- [Problem statement]: The records that follow are to be repeated exactly, without any pictures.

Phrase grounding data
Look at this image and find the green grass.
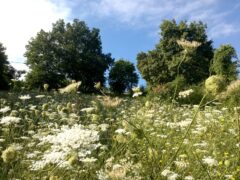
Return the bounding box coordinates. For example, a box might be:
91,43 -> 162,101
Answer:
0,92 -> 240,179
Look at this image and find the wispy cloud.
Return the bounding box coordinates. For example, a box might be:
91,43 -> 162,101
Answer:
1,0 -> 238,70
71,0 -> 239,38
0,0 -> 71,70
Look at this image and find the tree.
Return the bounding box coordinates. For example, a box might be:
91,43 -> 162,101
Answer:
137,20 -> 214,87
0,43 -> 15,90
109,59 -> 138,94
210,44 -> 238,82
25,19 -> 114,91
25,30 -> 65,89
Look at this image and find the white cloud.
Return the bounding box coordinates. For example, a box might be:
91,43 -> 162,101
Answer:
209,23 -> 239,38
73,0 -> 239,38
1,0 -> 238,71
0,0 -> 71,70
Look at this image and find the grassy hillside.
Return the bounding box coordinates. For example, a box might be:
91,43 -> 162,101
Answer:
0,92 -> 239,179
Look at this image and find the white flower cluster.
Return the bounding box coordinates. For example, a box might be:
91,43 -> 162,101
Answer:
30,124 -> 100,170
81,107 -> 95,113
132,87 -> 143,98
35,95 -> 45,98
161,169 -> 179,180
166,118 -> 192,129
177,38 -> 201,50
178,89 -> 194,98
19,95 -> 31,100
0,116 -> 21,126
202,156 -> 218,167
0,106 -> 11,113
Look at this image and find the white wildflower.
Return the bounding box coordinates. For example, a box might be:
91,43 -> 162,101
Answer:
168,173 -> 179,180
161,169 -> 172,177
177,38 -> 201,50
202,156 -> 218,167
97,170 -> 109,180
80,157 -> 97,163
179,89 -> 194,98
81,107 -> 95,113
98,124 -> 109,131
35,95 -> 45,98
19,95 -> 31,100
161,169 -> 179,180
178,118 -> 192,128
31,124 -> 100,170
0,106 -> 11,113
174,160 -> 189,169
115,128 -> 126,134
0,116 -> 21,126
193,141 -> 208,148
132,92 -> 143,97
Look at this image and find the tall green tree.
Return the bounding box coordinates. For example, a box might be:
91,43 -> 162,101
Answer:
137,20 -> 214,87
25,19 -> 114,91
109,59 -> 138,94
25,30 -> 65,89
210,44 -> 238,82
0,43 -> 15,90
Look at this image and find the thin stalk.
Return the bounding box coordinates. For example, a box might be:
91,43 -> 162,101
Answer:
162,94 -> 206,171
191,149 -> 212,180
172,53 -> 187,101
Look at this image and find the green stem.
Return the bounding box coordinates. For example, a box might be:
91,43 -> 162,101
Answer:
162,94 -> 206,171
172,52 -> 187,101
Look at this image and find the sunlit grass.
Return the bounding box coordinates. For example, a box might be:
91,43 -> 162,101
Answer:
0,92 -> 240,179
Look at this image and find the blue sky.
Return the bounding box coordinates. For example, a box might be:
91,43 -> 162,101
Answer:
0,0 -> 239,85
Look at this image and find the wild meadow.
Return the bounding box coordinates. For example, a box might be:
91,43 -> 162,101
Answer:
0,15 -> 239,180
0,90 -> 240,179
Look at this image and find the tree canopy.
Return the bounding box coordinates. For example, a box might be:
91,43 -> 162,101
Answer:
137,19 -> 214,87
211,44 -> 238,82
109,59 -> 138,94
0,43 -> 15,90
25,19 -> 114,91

- [Output for this exercise]:
Look at this image and find the green grass.
Return the bounding box coordinates. For example, a box might be:
91,43 -> 162,101
Answer:
0,92 -> 240,179
Look at this image and find the wispy cloud.
Return the bounding box coordinates. For example, a box might be:
91,43 -> 162,101
Answer:
1,0 -> 238,70
71,0 -> 239,38
0,0 -> 71,70
Look at this image and find the tree.
Return the bounding box coordinates. For example, a box might be:
91,43 -> 162,101
Answer:
137,20 -> 214,87
0,43 -> 15,90
109,59 -> 138,94
210,44 -> 238,82
25,19 -> 114,91
25,30 -> 65,89
Look at this image and find the white cloud.
Return the bounding box coordinates. For example, a box might be:
91,43 -> 162,101
Answer:
209,23 -> 239,38
73,0 -> 239,38
1,0 -> 238,71
0,0 -> 71,70
Look at this image and find the grassy hillside.
Return the bounding box coordinates. For example, a box might be:
91,43 -> 162,101
Answer:
0,92 -> 239,179
Look at this image and find the white flower cluster.
Return the bounding box coordinates. For example, a box might be:
91,43 -> 162,101
Answer:
30,124 -> 100,170
81,107 -> 95,113
132,87 -> 143,98
35,95 -> 45,98
161,169 -> 179,180
166,118 -> 192,129
177,38 -> 201,50
178,89 -> 194,98
19,95 -> 31,100
0,116 -> 21,126
202,156 -> 218,167
0,106 -> 11,113
Look at this image and find the white wildflower.
Return the bounding box coordinates. For example, a box might be:
91,43 -> 162,101
Answer:
168,173 -> 179,180
161,169 -> 172,177
177,38 -> 201,50
202,156 -> 218,167
97,170 -> 109,180
80,157 -> 97,163
179,89 -> 194,98
81,107 -> 95,113
98,124 -> 109,131
35,95 -> 45,98
19,95 -> 31,100
161,169 -> 179,180
178,118 -> 192,128
31,124 -> 100,170
0,106 -> 11,113
174,160 -> 189,169
115,128 -> 126,134
0,116 -> 21,126
193,141 -> 208,148
132,92 -> 143,97
Look at this image and find the tall green tree.
Return the bounding box coordinates. For example, a box might be:
91,43 -> 162,101
Answer:
137,20 -> 214,87
25,19 -> 114,91
109,59 -> 138,94
25,30 -> 65,89
210,44 -> 238,82
0,43 -> 15,90
Look at this image and find the thin stalk.
Return the bounding box coordinates. For example, a box might be:
91,43 -> 162,101
Answer:
162,94 -> 206,171
191,149 -> 212,180
172,53 -> 187,101
Look at this image and find the green stem.
Return the bounding box coordinates. For example, a box might be:
91,43 -> 162,101
Answer:
162,94 -> 206,171
172,52 -> 187,101
Look at this image and find the sunlit grass.
Return the bounding box coordinates. For example, a box might be:
91,43 -> 162,101
Answer:
0,92 -> 240,179
Look at this image and find the blue sky.
Return the bounding box coordinates. For example, a box might be:
91,43 -> 162,101
Answer:
0,0 -> 239,85
Look at this image and find the wild meadow.
Return the bounding box coordinates. For example, a box might be:
91,43 -> 162,101
Answer:
0,15 -> 239,180
0,90 -> 240,179
Look at this image and find the tree canopy.
Return the bounding box coordinates. For example, a box might be:
91,43 -> 162,101
Answer:
137,19 -> 214,87
211,44 -> 238,82
109,59 -> 138,94
0,43 -> 15,90
25,19 -> 114,91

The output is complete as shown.